┏━━

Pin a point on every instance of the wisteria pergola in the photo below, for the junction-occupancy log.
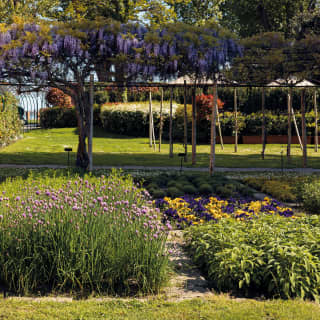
(65, 55)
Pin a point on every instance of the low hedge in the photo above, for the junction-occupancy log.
(10, 123)
(136, 123)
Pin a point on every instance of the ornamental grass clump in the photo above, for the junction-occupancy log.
(80, 234)
(269, 256)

┗━━

**Required work**
From the first line to the last, set down the records above exactly and skip the pictures.

**Your response**
Pin a point on every instance of the wisteria pergola in the photo below, for the junction-occupancy log.
(65, 55)
Pin a point on every instance of the low hedge in the photo above, for the junction-occupancy log.
(10, 123)
(136, 123)
Pin a point on every instance of the ornamental grass clump in the photo above, for the junction-occupancy log.
(80, 234)
(269, 256)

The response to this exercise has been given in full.